• Directions for this task: Identify every line of the items below that contains the string "green" and copy each of those lines. Case counts.

Records
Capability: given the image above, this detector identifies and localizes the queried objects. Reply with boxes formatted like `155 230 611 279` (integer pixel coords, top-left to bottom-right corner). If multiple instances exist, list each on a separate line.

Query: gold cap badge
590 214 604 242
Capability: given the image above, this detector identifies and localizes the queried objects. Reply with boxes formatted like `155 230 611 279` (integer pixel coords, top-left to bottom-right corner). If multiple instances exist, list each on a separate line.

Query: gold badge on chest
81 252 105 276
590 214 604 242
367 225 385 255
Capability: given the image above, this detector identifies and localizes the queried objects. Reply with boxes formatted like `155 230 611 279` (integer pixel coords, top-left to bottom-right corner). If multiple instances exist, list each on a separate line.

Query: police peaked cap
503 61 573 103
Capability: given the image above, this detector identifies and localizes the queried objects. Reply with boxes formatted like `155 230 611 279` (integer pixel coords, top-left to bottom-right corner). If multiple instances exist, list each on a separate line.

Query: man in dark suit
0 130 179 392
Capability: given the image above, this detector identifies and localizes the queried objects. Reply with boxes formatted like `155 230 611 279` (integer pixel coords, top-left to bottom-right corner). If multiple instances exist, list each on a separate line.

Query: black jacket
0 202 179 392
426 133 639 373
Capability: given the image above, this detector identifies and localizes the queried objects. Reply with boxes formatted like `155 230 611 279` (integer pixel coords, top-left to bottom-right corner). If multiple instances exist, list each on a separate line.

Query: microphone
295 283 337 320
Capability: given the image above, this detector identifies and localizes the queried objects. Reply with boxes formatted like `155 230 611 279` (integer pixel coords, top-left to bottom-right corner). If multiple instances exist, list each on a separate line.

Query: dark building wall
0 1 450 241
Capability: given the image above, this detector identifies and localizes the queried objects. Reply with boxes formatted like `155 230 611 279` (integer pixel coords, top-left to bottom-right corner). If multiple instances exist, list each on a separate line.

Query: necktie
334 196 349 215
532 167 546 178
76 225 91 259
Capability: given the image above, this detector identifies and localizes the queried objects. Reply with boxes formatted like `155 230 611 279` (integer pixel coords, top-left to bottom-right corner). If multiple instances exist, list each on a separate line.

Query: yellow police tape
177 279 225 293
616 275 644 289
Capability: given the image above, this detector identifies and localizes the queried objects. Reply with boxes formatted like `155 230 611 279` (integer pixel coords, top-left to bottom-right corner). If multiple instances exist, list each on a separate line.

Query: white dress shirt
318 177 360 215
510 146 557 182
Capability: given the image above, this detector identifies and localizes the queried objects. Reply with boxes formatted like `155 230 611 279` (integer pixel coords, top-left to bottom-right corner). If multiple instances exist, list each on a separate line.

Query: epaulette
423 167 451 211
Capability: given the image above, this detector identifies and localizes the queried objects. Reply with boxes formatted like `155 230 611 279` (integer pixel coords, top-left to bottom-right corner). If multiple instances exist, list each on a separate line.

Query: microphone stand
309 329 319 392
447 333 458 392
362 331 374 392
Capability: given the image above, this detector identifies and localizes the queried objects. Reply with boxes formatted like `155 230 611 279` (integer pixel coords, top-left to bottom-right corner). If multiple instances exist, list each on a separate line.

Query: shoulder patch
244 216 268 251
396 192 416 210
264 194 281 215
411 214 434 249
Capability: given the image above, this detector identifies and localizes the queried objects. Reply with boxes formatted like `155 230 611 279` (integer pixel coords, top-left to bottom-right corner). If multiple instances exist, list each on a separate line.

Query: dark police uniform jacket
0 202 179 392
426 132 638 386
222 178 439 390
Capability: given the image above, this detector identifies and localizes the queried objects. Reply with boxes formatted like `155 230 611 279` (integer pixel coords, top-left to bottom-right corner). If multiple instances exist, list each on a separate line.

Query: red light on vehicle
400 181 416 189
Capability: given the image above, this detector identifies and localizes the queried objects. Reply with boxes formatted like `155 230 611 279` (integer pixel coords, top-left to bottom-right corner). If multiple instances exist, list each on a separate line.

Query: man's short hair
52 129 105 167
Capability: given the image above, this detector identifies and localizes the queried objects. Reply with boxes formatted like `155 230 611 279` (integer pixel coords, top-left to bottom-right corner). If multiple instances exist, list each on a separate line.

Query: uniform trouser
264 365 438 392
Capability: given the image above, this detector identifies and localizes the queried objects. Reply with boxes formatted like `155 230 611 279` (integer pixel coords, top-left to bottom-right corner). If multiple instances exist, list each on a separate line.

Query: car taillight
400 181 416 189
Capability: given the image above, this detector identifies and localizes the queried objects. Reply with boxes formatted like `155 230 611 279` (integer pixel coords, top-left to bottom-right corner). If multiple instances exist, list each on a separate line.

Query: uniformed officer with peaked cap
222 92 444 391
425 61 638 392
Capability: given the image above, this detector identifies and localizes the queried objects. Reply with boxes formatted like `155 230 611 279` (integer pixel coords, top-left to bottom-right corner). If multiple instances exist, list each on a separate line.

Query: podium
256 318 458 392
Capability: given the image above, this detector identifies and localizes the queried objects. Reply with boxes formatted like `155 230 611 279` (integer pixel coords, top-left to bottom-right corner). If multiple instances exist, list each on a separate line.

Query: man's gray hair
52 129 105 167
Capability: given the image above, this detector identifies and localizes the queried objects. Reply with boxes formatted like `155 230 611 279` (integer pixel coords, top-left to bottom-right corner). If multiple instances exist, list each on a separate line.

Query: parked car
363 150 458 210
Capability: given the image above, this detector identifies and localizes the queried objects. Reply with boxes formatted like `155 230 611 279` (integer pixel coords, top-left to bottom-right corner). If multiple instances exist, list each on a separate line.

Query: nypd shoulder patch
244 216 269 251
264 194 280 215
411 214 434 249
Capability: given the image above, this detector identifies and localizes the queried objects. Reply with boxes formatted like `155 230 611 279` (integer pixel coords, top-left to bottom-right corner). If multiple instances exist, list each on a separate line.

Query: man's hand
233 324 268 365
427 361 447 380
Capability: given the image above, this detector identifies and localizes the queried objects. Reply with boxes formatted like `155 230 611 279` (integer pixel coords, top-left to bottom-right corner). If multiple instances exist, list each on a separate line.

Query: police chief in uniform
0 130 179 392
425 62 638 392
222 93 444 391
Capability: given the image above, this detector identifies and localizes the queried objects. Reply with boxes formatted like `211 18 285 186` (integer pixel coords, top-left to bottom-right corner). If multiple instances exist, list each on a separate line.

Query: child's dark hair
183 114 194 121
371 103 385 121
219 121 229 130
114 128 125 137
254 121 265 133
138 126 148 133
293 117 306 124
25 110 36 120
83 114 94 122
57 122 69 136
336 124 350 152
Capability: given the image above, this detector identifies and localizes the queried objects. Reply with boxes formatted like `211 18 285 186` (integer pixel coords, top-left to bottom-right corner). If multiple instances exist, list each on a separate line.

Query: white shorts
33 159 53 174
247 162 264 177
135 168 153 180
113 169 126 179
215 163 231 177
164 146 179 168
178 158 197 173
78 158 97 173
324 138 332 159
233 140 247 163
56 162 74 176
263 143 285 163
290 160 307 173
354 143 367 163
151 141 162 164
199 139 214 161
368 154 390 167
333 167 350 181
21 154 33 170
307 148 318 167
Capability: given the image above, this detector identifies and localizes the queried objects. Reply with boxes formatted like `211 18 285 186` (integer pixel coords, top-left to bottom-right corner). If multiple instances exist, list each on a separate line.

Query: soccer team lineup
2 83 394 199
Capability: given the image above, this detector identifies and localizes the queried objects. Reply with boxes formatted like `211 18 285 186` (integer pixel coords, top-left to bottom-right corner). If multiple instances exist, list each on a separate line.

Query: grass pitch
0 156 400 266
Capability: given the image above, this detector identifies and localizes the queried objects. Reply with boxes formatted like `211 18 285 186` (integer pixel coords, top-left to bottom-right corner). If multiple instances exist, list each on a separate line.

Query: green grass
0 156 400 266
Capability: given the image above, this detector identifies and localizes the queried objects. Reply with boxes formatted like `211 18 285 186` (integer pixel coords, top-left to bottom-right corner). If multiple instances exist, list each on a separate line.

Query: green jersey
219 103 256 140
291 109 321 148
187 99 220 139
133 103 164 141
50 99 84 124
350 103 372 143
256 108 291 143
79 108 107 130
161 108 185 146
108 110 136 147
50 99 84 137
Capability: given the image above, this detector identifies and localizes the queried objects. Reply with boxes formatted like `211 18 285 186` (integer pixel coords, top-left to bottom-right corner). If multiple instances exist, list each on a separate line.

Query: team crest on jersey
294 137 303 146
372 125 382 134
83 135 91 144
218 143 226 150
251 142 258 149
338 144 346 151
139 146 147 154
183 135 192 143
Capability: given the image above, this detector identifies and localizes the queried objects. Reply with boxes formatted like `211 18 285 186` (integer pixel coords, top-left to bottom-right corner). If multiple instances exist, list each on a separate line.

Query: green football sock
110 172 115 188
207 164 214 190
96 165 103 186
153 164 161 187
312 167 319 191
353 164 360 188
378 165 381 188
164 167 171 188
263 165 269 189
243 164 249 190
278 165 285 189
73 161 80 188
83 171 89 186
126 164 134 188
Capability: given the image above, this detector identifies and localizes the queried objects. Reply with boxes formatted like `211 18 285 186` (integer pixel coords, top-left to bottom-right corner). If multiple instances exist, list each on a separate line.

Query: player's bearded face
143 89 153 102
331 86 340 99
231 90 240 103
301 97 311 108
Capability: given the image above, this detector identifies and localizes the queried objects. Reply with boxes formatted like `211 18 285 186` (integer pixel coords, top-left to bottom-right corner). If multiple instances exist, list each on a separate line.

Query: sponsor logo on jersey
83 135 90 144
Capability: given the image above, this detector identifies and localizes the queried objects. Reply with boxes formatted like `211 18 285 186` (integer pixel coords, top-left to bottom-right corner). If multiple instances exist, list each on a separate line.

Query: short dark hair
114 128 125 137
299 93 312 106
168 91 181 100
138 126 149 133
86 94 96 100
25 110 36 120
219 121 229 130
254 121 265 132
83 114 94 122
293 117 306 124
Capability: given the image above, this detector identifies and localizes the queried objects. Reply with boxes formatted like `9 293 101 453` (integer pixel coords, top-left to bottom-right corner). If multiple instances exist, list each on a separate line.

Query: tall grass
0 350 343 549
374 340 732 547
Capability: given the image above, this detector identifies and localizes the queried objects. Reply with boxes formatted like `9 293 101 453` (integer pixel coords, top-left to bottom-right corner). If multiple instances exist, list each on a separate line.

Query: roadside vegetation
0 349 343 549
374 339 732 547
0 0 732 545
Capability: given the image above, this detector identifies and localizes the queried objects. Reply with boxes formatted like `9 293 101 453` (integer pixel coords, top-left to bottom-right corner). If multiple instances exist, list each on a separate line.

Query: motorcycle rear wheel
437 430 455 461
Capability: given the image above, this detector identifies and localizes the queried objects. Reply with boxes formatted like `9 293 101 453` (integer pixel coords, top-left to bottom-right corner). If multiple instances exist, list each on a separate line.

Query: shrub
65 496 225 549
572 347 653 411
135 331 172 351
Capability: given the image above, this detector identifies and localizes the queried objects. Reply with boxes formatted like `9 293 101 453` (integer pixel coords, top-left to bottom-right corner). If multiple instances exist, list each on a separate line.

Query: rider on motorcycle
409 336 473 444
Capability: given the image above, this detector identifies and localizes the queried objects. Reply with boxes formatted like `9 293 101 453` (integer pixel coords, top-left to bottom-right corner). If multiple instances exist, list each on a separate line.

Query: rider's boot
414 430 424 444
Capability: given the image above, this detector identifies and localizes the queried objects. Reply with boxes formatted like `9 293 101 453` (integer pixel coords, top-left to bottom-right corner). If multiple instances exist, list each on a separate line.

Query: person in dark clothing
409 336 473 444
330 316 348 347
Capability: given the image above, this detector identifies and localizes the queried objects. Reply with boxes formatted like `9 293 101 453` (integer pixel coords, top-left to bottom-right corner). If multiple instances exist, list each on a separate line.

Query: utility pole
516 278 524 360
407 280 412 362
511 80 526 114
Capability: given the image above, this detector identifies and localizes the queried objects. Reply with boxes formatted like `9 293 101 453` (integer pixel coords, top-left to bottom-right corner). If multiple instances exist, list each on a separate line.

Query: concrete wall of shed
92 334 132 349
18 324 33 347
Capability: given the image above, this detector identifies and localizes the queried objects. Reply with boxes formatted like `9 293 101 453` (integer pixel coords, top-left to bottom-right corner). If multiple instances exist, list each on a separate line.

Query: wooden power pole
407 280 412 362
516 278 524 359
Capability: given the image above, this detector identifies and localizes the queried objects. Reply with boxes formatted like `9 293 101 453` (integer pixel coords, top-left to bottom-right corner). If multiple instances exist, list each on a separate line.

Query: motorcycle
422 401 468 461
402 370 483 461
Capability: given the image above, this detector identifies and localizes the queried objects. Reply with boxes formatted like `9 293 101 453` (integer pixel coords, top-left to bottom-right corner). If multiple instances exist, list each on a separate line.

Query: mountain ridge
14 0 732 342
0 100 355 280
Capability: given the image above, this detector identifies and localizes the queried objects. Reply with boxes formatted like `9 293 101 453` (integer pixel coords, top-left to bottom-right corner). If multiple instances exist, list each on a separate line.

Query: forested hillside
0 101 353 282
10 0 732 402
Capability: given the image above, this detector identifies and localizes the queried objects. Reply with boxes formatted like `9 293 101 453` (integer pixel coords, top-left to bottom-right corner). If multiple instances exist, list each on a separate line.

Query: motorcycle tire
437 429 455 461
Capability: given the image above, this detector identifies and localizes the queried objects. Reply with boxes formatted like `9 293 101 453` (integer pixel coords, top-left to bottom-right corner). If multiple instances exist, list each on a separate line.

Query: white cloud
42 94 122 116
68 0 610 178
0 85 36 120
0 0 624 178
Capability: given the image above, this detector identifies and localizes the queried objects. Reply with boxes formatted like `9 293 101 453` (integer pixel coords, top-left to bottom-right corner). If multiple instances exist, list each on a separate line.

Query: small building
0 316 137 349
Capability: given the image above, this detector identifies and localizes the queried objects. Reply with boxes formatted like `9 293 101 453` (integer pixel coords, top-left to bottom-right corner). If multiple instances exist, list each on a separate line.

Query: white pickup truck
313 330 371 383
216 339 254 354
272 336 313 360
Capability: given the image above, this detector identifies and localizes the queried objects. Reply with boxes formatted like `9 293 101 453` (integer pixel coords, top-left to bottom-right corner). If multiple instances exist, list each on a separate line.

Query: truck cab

• Output below:
Query: green grass
Query: green jersey
Query: green football sock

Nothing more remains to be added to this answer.